* [PROBLEM TO WORK ON]: Keep the wording of the records intact as you retype them, and omit every image.

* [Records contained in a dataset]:
-- Opening Marker --
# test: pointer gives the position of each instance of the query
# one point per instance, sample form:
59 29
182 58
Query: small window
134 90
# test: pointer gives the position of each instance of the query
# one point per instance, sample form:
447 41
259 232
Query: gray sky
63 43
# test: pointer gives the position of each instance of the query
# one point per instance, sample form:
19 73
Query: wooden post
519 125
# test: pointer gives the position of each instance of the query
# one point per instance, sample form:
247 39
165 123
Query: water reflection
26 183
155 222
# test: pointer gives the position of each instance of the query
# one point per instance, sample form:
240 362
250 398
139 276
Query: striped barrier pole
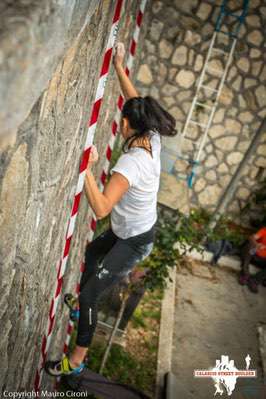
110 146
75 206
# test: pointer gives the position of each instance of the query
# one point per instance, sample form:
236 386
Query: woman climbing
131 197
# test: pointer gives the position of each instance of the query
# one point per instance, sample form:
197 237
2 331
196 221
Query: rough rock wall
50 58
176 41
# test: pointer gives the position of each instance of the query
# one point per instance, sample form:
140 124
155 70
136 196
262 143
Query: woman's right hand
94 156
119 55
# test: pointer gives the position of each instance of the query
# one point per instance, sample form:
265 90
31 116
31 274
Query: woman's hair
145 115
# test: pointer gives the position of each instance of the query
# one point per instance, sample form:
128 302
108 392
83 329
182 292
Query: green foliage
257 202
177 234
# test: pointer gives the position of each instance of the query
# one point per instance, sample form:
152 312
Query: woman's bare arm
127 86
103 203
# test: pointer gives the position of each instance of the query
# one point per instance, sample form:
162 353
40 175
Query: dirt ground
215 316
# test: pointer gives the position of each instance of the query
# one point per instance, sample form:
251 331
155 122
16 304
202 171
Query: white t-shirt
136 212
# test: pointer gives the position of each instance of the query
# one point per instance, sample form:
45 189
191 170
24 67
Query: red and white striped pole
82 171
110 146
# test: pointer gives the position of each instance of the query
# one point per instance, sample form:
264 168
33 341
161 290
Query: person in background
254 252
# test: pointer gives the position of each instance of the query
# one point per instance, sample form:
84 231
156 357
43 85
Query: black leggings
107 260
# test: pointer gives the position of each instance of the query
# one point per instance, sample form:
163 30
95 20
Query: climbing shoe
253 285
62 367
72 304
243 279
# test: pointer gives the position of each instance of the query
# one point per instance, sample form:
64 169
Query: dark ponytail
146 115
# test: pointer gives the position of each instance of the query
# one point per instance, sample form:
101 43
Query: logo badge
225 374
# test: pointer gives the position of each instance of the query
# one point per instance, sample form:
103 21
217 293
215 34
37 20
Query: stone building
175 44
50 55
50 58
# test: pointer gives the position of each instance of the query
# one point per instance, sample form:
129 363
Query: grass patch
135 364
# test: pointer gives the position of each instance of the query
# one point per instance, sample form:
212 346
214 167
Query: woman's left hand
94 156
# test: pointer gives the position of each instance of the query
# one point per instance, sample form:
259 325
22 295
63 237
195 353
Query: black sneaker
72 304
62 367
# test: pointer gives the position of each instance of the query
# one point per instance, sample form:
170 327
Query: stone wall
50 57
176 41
-- Closing Marker --
* [SOLUTION FOR THIS PROBLEM]:
# test: pointer gives the position of each instance of the query
# one point per instance, sample form:
59 29
182 58
Query: small window
134 90
# test: pointer gives the position of each instance of the query
# one point per instance, sample form:
447 41
259 232
Query: gray sky
63 43
# test: pointer gives the position of each instance of the query
# one point per instance, sample form:
19 73
Query: wooden post
519 125
# test: pointer gives the position of each instance of the query
# one point per instance, sample form:
247 39
165 123
Query: water reflection
26 183
155 222
# test: pointer gives the position of each instance of the query
# one point per instance, sample form:
240 362
250 398
139 276
Query: striped barrier pole
110 146
75 206
# test: pointer gives the position of each instance of the query
# one point per instance, sample form:
236 386
Query: woman climbing
131 197
# test: pointer gives the position of each instance of the query
# one point per instance, sample form:
197 237
2 331
196 221
Query: rough rock wall
50 58
176 41
# test: pointer gives the position of each instance of the query
# one point per instance, sample form:
140 124
155 70
136 196
262 143
Query: woman's right hand
94 156
119 55
# test: pointer gives the position of each instance of the query
# one point per instance, sample form:
265 90
31 116
31 274
Query: woman's hair
145 115
# test: pointer gives the position of each instance of the query
# one point per instance, sample form:
128 302
108 392
83 329
182 292
Query: green foliage
257 202
177 234
# test: pointer gives the position of each instance of the query
# one point per instance, sample form:
152 312
Query: woman's bare arm
127 86
103 203
# test: pointer gives the position of each instance of the query
# one point per instance, sample form:
162 353
40 175
Query: dirt ground
215 316
# test: pointer gives the position of each instance of the query
# one point per instance, sample form:
251 331
155 122
16 304
202 171
Query: white t-shirt
136 212
# test: pointer gives the position of each instance of the query
# one point per instance, sample form:
45 189
191 170
24 67
Query: red and white striped pole
82 171
110 146
# test: pointer gives the position of each instance of the query
# one point per instance, sample form:
264 168
33 341
161 290
Query: person in background
254 252
# test: pointer gives the position of each instance of the query
# one point per instance, sample form:
84 231
156 357
43 85
Query: black leggings
107 260
# test: pointer gives the position of each instance of the query
# one point per instance, sample form:
163 30
95 20
Query: climbing shoe
253 285
62 367
72 304
243 279
# test: pointer gives the position of each instance of the query
# one point per instance, sample form:
64 169
Query: dark ponytail
146 115
# test: pointer gives the position of each instance of the query
# one point per instance, sample form:
101 43
Query: logo badge
225 374
# test: pointer gives the position of each instance of the query
# one point per instance, sample form:
103 21
217 293
215 34
37 20
Query: stone building
175 44
50 55
50 58
# test: pointer gives the position of each instance of the query
# one point per instance, sample form:
129 363
Query: grass patch
135 364
# test: pointer gives the position of each instance of the query
# one point per instance, sample form:
212 346
214 167
Query: woman's left hand
94 156
# test: pointer gives the position of each instance of the query
# one point per instance, sample form:
259 325
22 295
63 237
195 353
Query: black sneaker
72 304
62 367
# test: pointer gives the position of each instance of the query
# one point per instance, sample form:
170 327
Query: stone wall
50 57
176 41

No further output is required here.